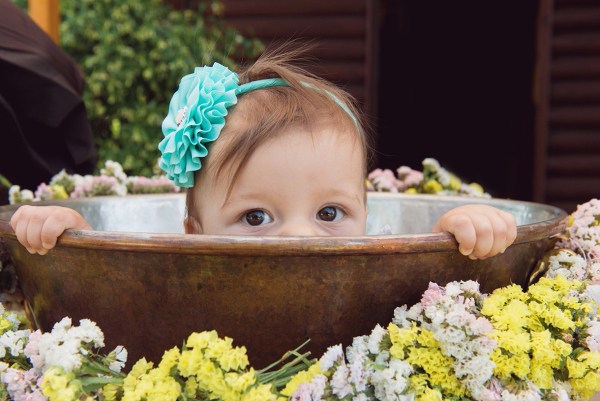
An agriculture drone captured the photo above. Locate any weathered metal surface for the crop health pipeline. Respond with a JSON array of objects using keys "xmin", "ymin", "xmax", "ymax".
[{"xmin": 0, "ymin": 193, "xmax": 566, "ymax": 367}]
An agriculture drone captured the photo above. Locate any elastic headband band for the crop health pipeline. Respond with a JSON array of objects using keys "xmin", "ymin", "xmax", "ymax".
[
  {"xmin": 235, "ymin": 78, "xmax": 358, "ymax": 127},
  {"xmin": 158, "ymin": 63, "xmax": 359, "ymax": 188}
]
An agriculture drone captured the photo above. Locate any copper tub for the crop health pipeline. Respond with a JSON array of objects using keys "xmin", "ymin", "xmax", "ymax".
[{"xmin": 0, "ymin": 193, "xmax": 566, "ymax": 368}]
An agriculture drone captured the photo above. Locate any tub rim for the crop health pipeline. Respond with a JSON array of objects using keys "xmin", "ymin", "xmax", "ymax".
[{"xmin": 0, "ymin": 192, "xmax": 568, "ymax": 256}]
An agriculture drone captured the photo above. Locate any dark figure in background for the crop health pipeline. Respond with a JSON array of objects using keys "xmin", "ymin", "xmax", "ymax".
[{"xmin": 0, "ymin": 0, "xmax": 96, "ymax": 204}]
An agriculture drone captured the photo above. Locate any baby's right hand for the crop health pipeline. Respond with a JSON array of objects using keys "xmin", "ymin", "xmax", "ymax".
[{"xmin": 10, "ymin": 205, "xmax": 92, "ymax": 255}]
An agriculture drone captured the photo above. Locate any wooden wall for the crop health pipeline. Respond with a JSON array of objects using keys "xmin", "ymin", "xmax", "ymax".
[
  {"xmin": 534, "ymin": 0, "xmax": 600, "ymax": 211},
  {"xmin": 222, "ymin": 0, "xmax": 378, "ymax": 119}
]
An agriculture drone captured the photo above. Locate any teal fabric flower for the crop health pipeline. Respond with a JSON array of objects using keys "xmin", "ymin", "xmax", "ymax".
[{"xmin": 158, "ymin": 63, "xmax": 238, "ymax": 188}]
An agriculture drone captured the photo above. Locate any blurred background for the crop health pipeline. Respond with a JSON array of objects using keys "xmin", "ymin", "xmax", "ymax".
[{"xmin": 0, "ymin": 0, "xmax": 600, "ymax": 212}]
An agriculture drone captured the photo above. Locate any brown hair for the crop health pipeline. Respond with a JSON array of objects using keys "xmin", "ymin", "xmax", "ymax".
[{"xmin": 186, "ymin": 44, "xmax": 371, "ymax": 223}]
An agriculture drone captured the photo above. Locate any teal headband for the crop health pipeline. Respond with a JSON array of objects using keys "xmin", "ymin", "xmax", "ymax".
[{"xmin": 158, "ymin": 63, "xmax": 358, "ymax": 188}]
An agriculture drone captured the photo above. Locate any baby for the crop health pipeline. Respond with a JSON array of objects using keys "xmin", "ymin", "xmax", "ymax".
[{"xmin": 11, "ymin": 47, "xmax": 516, "ymax": 259}]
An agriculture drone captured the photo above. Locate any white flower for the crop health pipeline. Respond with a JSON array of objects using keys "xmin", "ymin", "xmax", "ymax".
[
  {"xmin": 502, "ymin": 381, "xmax": 542, "ymax": 401},
  {"xmin": 368, "ymin": 324, "xmax": 387, "ymax": 354},
  {"xmin": 460, "ymin": 280, "xmax": 479, "ymax": 294},
  {"xmin": 348, "ymin": 355, "xmax": 368, "ymax": 392},
  {"xmin": 108, "ymin": 345, "xmax": 127, "ymax": 372},
  {"xmin": 375, "ymin": 351, "xmax": 390, "ymax": 366},
  {"xmin": 585, "ymin": 321, "xmax": 600, "ymax": 352},
  {"xmin": 0, "ymin": 330, "xmax": 31, "ymax": 358},
  {"xmin": 320, "ymin": 344, "xmax": 344, "ymax": 372},
  {"xmin": 392, "ymin": 305, "xmax": 410, "ymax": 327},
  {"xmin": 346, "ymin": 336, "xmax": 369, "ymax": 362},
  {"xmin": 69, "ymin": 319, "xmax": 104, "ymax": 348},
  {"xmin": 330, "ymin": 365, "xmax": 352, "ymax": 399}
]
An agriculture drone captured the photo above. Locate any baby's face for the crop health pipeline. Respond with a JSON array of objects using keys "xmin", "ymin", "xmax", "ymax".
[{"xmin": 186, "ymin": 128, "xmax": 367, "ymax": 236}]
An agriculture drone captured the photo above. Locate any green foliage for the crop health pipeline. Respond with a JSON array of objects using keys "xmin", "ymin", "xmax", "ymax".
[{"xmin": 15, "ymin": 0, "xmax": 262, "ymax": 176}]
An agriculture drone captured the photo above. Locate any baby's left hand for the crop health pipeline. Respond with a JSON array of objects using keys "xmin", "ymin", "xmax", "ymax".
[{"xmin": 433, "ymin": 205, "xmax": 517, "ymax": 259}]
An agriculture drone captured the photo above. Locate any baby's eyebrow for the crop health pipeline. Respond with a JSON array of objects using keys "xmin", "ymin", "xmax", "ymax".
[{"xmin": 221, "ymin": 192, "xmax": 264, "ymax": 209}]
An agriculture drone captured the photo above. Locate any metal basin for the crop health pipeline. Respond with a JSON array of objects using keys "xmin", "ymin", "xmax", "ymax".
[{"xmin": 0, "ymin": 193, "xmax": 566, "ymax": 368}]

### Do this
Skipping the pictures, transcribe each line above exactly as it appears.

### Result for this exercise
An agriculture drone captured the photo above. Locate any weathered metal surface for the crop health pipeline. Respond with a JSON array of objects using keys "xmin", "ymin", "xmax", "ymax".
[{"xmin": 0, "ymin": 193, "xmax": 566, "ymax": 367}]
An agriculture drone captured the photo above. Locate any elastic headband band for the crop health pipeline. Respond with a JSON array of objects using keys "xmin", "ymin", "xmax", "ymax".
[
  {"xmin": 235, "ymin": 78, "xmax": 358, "ymax": 127},
  {"xmin": 158, "ymin": 63, "xmax": 359, "ymax": 188}
]
An agriculture drone captured the photo above. Locate any copper tub for the crop health pipeline. Respond with a JSON array of objects using keys "xmin", "ymin", "xmax", "ymax".
[{"xmin": 0, "ymin": 193, "xmax": 566, "ymax": 368}]
An agriculture drone captured the photo above. Locate any tub rim for the crop health pipeline. Respond with a JSON array of objects using keys "xmin", "ymin", "xmax", "ymax".
[{"xmin": 0, "ymin": 192, "xmax": 568, "ymax": 256}]
An agriculture drone captured the photo above. Locate any dark figure in background for the crop health pipeline. Respond with a JSON array of objects using keys "xmin", "ymin", "xmax", "ymax".
[{"xmin": 0, "ymin": 0, "xmax": 96, "ymax": 204}]
An agriculture drone captured the photo above. Locate any baby's right hand for the crop health pipeline. Respond with a JSON array of objects using keys "xmin", "ymin", "xmax", "ymax".
[{"xmin": 10, "ymin": 205, "xmax": 92, "ymax": 255}]
An agriculture drone captured the photo above. Locate any wooden wall for the crop health pipeline. Respond with a JSON array of objects using keys "xmin", "ymin", "xmax", "ymax".
[
  {"xmin": 534, "ymin": 0, "xmax": 600, "ymax": 211},
  {"xmin": 222, "ymin": 0, "xmax": 378, "ymax": 119}
]
An agriculture drone captured the photo above. Locate any teal fabric flower for the crop health pipeline. Respond with a JSON array of objects using keys "xmin", "ymin", "xmax", "ymax".
[{"xmin": 158, "ymin": 63, "xmax": 238, "ymax": 188}]
An agriculture drone captured the photo above. Locate any blurred background for the crop health pipeline. Respond with a JSON array of objects using keys "xmin", "ymin", "xmax", "ymax".
[{"xmin": 0, "ymin": 0, "xmax": 600, "ymax": 212}]
An agriculture drone captured the photo above. Locate any brown hair for the crop health pipeline. Respond with a JSON array of objects using keys "xmin", "ymin", "xmax", "ymax".
[{"xmin": 186, "ymin": 44, "xmax": 371, "ymax": 223}]
An agriculture drone captured the photo above. Locate any teal headband for the crop health pipeline. Respond with a JSON array of objects using keys "xmin", "ymin", "xmax", "ymax".
[{"xmin": 158, "ymin": 63, "xmax": 358, "ymax": 188}]
An agriculture drone captured the photo above. Locate any baby for the crop health pipeline. Respond with a JSON array of objects using keys "xmin", "ymin", "xmax", "ymax".
[{"xmin": 11, "ymin": 47, "xmax": 516, "ymax": 259}]
An agriculture drone captured the photo above. Locate any white flower for the crop health pipeline. Respond with a JSON array of objects using keys "xmin", "ymin", "xmax", "ymax".
[
  {"xmin": 502, "ymin": 381, "xmax": 542, "ymax": 401},
  {"xmin": 368, "ymin": 324, "xmax": 387, "ymax": 354},
  {"xmin": 460, "ymin": 280, "xmax": 479, "ymax": 294},
  {"xmin": 348, "ymin": 355, "xmax": 368, "ymax": 392},
  {"xmin": 108, "ymin": 345, "xmax": 127, "ymax": 372},
  {"xmin": 375, "ymin": 351, "xmax": 390, "ymax": 366},
  {"xmin": 585, "ymin": 321, "xmax": 600, "ymax": 352},
  {"xmin": 0, "ymin": 330, "xmax": 31, "ymax": 358},
  {"xmin": 320, "ymin": 344, "xmax": 344, "ymax": 372},
  {"xmin": 392, "ymin": 305, "xmax": 410, "ymax": 327},
  {"xmin": 346, "ymin": 336, "xmax": 369, "ymax": 362},
  {"xmin": 69, "ymin": 319, "xmax": 104, "ymax": 348},
  {"xmin": 330, "ymin": 365, "xmax": 352, "ymax": 399}
]
An agriculture drone captured the photo above. Locate any baby's face for the crop health pipeline. Respond with a JSON array of objects using keys "xmin", "ymin", "xmax", "ymax".
[{"xmin": 186, "ymin": 128, "xmax": 367, "ymax": 236}]
An agriculture drone captured the photo above. Locate any green foliage for the crop health pipeline. Respond with a JSON array of objects using keys "xmin", "ymin", "xmax", "ymax".
[{"xmin": 15, "ymin": 0, "xmax": 262, "ymax": 176}]
An agriculture drone captured the photo above. Locate any baby's left hand for the crop health pipeline. Respond with a JSON array of objects using keys "xmin", "ymin", "xmax", "ymax".
[{"xmin": 433, "ymin": 205, "xmax": 517, "ymax": 259}]
An agriculture drone captured the photo above. Locate any baby's eyebrow for the crop health pipeline. Respond with a JSON array of objects using keys "xmin", "ymin", "xmax", "ymax".
[{"xmin": 221, "ymin": 192, "xmax": 264, "ymax": 209}]
An agriculture drone captured the photo above. Locate any metal basin for the crop health pipeline. Respond with a JSON array of objects using keys "xmin", "ymin", "xmax", "ymax".
[{"xmin": 0, "ymin": 193, "xmax": 566, "ymax": 368}]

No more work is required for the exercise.